To do → What is needed is the number of lines in the data below that include "concrete", stated by itself.

Provided records →
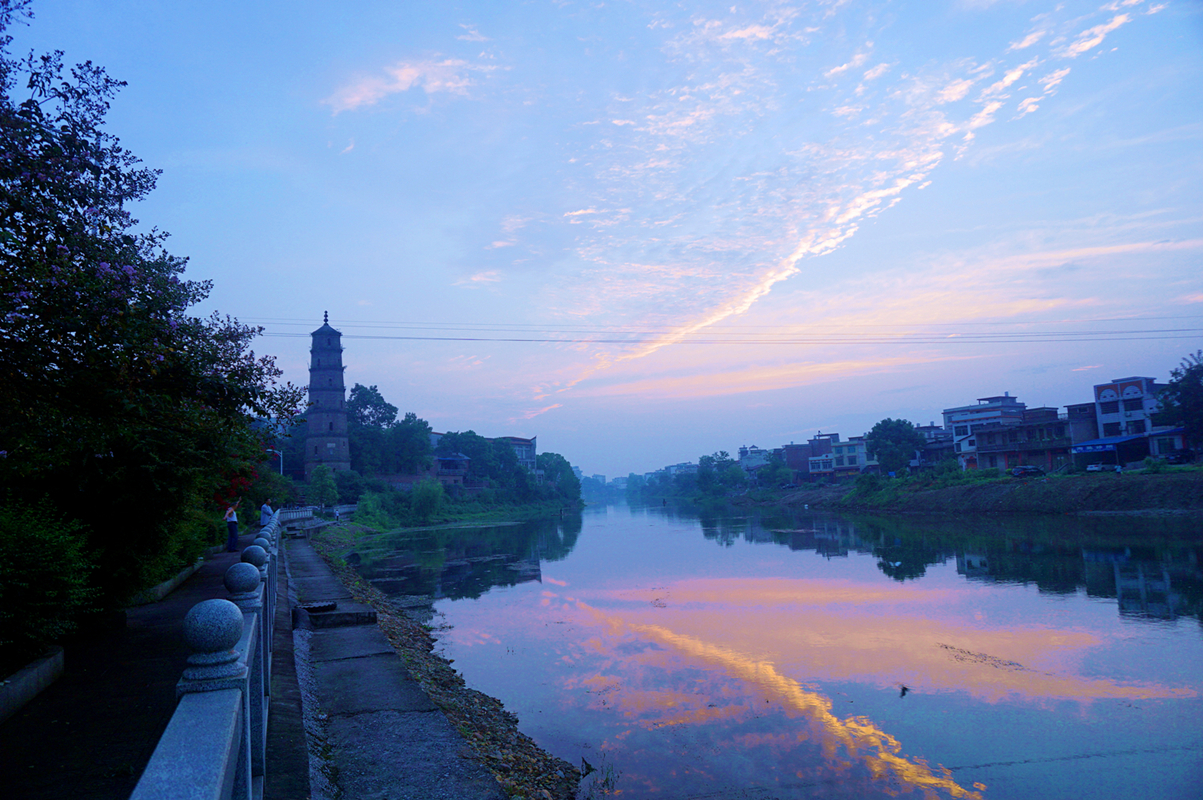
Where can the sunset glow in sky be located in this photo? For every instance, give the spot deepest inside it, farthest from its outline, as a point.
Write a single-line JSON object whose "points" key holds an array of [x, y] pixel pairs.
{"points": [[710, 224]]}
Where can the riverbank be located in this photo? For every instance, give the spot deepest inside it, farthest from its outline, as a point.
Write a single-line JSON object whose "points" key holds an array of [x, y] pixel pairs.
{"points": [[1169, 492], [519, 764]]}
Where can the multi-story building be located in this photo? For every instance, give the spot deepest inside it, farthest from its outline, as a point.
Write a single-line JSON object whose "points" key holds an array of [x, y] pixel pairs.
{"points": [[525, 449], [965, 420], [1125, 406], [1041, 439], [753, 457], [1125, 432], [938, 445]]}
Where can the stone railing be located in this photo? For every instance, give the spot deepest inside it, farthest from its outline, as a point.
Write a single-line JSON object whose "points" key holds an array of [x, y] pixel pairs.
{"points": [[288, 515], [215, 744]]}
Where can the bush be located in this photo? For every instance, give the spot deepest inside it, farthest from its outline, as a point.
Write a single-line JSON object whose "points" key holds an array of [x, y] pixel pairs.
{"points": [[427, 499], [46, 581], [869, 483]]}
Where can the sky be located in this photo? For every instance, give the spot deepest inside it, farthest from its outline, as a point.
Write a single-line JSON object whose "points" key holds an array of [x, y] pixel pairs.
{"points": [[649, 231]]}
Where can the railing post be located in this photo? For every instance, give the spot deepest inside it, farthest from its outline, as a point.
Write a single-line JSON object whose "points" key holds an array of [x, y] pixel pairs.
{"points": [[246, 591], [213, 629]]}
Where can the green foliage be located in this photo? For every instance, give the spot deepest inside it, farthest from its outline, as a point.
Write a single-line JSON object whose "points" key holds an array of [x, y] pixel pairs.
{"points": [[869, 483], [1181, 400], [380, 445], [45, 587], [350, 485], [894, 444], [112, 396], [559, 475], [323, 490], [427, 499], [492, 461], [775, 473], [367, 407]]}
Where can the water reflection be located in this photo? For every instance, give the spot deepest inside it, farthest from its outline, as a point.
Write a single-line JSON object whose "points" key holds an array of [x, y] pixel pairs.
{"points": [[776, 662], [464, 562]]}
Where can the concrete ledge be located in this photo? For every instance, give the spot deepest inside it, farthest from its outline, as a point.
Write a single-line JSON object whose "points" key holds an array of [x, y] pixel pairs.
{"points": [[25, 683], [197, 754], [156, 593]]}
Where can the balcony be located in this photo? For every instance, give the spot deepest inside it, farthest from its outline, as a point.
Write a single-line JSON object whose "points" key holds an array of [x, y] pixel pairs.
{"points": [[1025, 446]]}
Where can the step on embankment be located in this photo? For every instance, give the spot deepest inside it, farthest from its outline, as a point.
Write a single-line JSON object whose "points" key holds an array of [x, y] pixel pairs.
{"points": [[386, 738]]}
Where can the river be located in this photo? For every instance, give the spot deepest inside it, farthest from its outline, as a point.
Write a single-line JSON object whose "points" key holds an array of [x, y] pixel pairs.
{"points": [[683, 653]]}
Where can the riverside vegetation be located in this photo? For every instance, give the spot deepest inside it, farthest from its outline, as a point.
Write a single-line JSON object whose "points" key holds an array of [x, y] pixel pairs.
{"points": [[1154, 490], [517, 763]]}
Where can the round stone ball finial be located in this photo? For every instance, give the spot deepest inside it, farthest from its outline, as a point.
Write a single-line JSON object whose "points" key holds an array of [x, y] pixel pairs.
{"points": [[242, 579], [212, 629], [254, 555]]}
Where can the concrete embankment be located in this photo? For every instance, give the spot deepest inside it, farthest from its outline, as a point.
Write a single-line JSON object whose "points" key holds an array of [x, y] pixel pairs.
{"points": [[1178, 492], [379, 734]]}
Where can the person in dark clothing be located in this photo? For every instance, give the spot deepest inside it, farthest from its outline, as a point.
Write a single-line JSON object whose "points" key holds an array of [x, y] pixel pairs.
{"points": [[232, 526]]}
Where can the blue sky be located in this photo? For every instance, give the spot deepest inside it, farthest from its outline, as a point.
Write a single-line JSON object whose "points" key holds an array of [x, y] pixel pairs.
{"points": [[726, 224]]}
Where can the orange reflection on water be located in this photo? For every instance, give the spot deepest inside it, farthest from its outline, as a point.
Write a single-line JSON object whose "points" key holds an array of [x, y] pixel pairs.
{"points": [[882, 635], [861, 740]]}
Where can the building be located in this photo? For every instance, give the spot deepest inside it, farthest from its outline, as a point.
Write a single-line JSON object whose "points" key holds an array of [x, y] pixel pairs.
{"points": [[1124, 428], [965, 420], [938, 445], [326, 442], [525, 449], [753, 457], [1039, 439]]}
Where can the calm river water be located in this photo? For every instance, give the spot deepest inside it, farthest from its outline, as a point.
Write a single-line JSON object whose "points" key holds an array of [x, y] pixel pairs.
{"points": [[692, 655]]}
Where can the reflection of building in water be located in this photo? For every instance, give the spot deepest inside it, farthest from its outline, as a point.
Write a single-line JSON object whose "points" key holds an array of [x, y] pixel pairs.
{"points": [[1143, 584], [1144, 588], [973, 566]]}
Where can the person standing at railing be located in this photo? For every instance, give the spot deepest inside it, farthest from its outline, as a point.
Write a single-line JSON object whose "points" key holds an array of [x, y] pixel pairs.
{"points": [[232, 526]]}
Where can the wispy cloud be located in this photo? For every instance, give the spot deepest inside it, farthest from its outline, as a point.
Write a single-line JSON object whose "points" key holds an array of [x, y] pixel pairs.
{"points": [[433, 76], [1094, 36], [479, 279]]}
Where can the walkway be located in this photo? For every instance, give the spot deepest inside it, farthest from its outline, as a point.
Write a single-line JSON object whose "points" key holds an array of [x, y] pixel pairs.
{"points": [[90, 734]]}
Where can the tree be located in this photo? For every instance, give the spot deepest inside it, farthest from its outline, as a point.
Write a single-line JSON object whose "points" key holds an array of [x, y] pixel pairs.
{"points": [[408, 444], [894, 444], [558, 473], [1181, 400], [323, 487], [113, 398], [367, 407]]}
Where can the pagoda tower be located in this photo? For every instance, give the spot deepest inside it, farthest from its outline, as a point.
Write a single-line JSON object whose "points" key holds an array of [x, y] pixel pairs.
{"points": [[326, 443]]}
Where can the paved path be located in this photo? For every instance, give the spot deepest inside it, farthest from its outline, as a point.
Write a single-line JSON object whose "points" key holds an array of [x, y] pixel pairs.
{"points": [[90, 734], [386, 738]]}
* * *
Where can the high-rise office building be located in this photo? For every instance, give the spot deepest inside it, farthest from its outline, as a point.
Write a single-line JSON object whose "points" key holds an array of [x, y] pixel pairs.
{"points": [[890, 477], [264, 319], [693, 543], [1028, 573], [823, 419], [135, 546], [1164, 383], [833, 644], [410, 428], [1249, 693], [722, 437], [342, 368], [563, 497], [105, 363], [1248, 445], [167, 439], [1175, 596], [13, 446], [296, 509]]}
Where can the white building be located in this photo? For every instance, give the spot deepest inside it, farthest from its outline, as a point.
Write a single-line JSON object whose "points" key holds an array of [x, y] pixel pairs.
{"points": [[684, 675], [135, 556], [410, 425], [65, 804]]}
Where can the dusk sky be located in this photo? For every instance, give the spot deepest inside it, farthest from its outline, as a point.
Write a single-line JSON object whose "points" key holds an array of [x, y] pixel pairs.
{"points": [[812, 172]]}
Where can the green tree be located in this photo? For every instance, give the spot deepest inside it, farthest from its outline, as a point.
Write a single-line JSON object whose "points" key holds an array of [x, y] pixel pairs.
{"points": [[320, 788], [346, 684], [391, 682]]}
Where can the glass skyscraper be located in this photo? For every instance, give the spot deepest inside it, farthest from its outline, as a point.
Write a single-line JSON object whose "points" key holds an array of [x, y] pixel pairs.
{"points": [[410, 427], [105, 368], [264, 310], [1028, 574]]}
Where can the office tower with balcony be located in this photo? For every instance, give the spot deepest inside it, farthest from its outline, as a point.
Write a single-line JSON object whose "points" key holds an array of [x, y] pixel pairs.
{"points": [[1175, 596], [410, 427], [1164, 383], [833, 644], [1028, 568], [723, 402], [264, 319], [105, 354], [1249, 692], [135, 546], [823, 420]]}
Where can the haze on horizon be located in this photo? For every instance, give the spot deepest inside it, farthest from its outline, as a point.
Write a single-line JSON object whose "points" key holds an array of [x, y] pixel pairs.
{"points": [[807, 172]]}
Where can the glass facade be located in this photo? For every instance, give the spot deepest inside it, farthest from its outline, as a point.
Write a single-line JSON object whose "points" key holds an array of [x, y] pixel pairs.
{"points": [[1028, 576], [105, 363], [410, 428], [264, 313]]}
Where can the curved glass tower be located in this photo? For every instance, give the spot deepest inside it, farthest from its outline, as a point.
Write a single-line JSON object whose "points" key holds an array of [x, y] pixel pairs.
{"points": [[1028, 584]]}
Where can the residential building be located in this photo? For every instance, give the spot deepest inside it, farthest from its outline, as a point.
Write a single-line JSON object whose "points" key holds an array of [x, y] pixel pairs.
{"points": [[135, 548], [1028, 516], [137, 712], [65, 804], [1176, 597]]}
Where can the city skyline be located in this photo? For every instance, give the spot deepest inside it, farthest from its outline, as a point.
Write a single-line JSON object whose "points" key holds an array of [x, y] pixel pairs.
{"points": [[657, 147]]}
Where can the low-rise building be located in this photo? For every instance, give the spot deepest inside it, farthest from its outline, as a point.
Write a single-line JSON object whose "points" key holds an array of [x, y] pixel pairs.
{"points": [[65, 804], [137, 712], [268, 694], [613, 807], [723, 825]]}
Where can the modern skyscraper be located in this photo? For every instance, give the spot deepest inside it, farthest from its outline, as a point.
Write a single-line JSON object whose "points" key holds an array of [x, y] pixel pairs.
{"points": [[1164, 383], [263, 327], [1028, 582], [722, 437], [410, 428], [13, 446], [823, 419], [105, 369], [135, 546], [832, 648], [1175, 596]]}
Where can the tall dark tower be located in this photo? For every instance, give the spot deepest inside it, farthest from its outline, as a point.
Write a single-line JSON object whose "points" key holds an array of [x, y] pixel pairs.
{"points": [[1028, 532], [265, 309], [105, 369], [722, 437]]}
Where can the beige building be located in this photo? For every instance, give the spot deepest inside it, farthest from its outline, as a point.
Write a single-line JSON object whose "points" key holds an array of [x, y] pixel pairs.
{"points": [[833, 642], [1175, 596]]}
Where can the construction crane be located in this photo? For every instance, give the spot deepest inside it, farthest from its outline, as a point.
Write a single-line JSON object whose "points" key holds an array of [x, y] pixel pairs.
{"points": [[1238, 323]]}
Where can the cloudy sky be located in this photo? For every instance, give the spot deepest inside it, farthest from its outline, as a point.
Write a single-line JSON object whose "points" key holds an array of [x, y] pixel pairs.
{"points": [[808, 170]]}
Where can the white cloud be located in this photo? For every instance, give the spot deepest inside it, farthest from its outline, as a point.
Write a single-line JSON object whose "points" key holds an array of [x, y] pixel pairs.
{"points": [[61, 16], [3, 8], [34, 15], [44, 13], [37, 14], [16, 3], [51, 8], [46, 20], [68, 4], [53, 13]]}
==
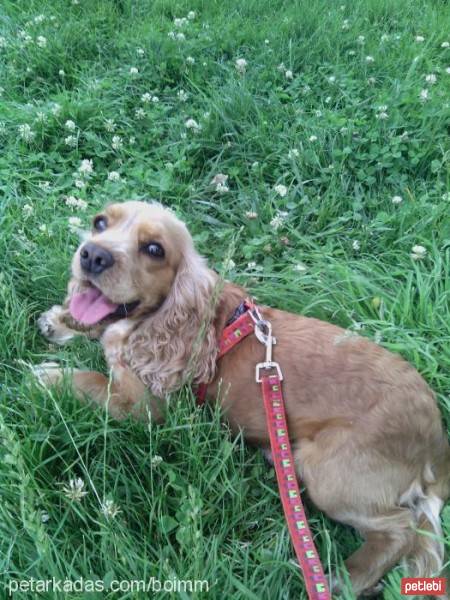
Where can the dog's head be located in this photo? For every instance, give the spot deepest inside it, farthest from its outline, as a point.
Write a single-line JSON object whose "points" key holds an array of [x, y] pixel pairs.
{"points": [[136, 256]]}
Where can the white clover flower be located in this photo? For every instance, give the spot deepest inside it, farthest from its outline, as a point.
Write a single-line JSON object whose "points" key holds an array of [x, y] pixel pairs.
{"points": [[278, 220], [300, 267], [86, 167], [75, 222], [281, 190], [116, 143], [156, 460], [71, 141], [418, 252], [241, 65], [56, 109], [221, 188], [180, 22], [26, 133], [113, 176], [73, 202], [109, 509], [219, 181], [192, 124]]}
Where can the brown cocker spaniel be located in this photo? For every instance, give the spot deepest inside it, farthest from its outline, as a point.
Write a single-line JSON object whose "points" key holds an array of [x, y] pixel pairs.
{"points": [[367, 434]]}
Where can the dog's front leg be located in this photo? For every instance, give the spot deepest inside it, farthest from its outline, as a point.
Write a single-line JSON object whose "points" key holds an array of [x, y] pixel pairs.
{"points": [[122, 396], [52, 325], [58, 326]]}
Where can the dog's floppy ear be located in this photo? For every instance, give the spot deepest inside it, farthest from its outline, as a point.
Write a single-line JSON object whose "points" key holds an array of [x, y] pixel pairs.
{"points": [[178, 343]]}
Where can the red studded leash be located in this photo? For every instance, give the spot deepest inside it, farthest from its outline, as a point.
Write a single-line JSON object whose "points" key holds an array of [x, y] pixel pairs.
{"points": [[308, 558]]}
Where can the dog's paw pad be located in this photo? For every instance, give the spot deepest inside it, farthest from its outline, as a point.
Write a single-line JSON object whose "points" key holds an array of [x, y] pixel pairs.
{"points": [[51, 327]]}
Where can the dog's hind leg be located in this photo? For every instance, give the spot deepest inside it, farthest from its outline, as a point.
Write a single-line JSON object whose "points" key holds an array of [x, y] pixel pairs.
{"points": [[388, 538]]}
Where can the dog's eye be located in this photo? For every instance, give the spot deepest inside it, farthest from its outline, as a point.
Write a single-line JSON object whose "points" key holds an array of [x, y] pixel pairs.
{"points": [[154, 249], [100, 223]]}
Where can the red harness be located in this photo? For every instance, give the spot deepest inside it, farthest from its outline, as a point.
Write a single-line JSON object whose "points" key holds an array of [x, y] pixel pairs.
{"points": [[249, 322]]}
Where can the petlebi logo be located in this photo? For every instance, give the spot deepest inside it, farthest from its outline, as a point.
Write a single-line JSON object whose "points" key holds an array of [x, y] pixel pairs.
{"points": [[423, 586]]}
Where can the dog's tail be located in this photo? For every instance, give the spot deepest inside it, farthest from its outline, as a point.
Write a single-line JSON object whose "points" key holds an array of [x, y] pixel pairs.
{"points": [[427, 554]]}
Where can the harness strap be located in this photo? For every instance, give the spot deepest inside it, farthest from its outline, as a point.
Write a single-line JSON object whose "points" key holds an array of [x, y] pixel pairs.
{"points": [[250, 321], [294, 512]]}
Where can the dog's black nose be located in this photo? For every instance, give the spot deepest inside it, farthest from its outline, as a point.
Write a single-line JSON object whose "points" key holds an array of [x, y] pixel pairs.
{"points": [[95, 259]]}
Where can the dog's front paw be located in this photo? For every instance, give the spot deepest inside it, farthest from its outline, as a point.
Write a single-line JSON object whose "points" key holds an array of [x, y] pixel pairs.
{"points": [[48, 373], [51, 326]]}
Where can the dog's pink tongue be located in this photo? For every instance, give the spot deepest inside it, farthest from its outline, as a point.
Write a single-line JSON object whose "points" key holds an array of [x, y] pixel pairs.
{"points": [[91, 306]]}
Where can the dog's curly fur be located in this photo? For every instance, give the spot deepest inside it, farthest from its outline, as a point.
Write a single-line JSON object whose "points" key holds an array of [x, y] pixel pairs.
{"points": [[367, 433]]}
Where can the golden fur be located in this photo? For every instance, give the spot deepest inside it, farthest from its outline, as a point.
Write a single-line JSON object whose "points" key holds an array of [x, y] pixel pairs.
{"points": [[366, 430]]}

Your response → 2